**YOUR TASKS**
A. In the Dear PAO column, when may an illegitimate child use his father's surname?
B. Pick up the Dear PAO column right after its last sentence and keep writing it.

You must be able to show that you have been diligent in locating your husband. Until then, you may not be able to claim the presumptive death of your husband for purposes of remarriage.
Again, we find it necessary to mention that this opinion is solely based on the facts you have narrated and our appreciation of the same. The opinion may vary when the facts are changed or elaborated.
We hope that we were able to enlighten you on the matter.
Editor’s note: Dear PAO is a daily column of the Public Attorney’s Office. Questions for Chief Acosta may be sent to dearpao@manilatimes.net

Friday, January 9, 2015

Illegitimate child can use father’s surname

Dear PAO,
I would like to seek advice regarding my husband’s mistress whom he had a child with. Can the mistress seek support from my husband for their child even if the child doesn’t use my husband’s surname? Related to this, can the mistress’s child still have my husband’s surname in his birth certificate even after the lapse of a few years from the time of his birth? Lastly, can I sue the mistress of my husband for her continuous harassment of my family and for continuously sleeping around with my husband? Thank you for your advice!
Ida
Dear Ida,
The illegitimate child of your husband may claim support from your husband if he expressly recognizes the child as his own. Should your husband acknowledge his mistress’s child, this carries the obligation on his part to give support to his child and even include him among his heirs for purposes of succession (Article 105, Family Code of the Philippines, Article 887, Civil Code of the Philippines). On the other hand, should your husband refuse to acknowledge the said child, then the mistress first needs to prove the filiation of her child to your husband in the manner set forth by law before claiming the child’s right to support from your husband.
With regard to the use of your husband’s surname by the child of his mistress, the law provides that an illegitimate child may use his father’s surname if the father expressly recognizes the child as his own in a written document. The length of time before a father acknowledges his filiation will not affect the child’s right to use his father’s name as long as he was acknowledged by his biological father. Thus, the child of your husband’s mistress may use your husband’s surname if your husband signed the birth certificate of the said child, or if he voluntarily acknowledges his filiation in a public document or a private handwritten document (Republic Act No. 9255).

**SOURCE DATA**
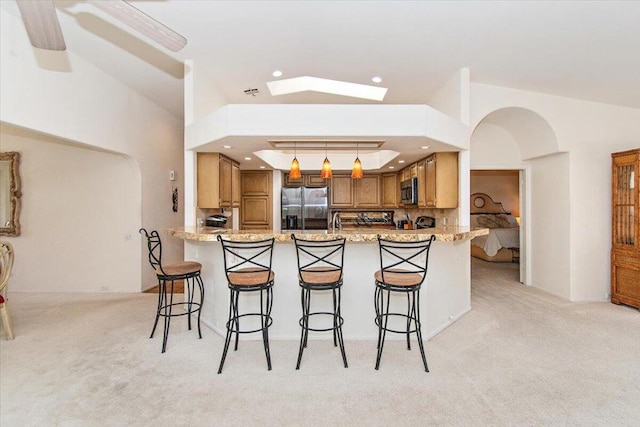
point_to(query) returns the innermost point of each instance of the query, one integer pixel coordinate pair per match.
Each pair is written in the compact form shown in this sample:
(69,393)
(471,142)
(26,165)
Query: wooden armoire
(625,248)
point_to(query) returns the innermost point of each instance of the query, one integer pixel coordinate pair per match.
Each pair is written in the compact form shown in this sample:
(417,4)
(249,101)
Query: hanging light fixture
(356,171)
(294,171)
(326,165)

**ANSWERS GIVEN**
A. When the father expressly recognizes the child as his own in a written document.

B.
As to your desire to file a legal action against the mistress of your husband for her alleged harassment to your family, the Civil Code of the Philippines recognizes the right to file a suit for damages caused by the disturbance of family life, to wit:
“Article 26. Every person shall respect the dignity, personality, privacy and peace of mind of his neighbors and other persons. The following and similar acts, though they may not constitute a criminal offense, shall produce a cause of action for damages, prevention and other relief:
(1) xxx;
(2) Meddling with or disturbing the private life or family relations of another;
(3) xxx;
(4) xxx.”
Finally, you may also file a criminal case for concubinage against the mistress of your husband for her continuous sexual relation with your husband (Art. 334, Revised Penal Code of the Philippines). Please note, however, that should you decide to file such a criminal case, your husband is required to be included as an accused in the criminal complaint since while the mistress is considered to be a concubine, the crime of concubinage is primarily committed by a husband who has sexual relations with a woman not his wife.
Again, we find it necessary to mention that this opinion is solely based on the facts you have narrated and our appreciation of the same. The opinion may vary when the facts are changed or elaborated.
We hope that we were able to enlighten you on the matter.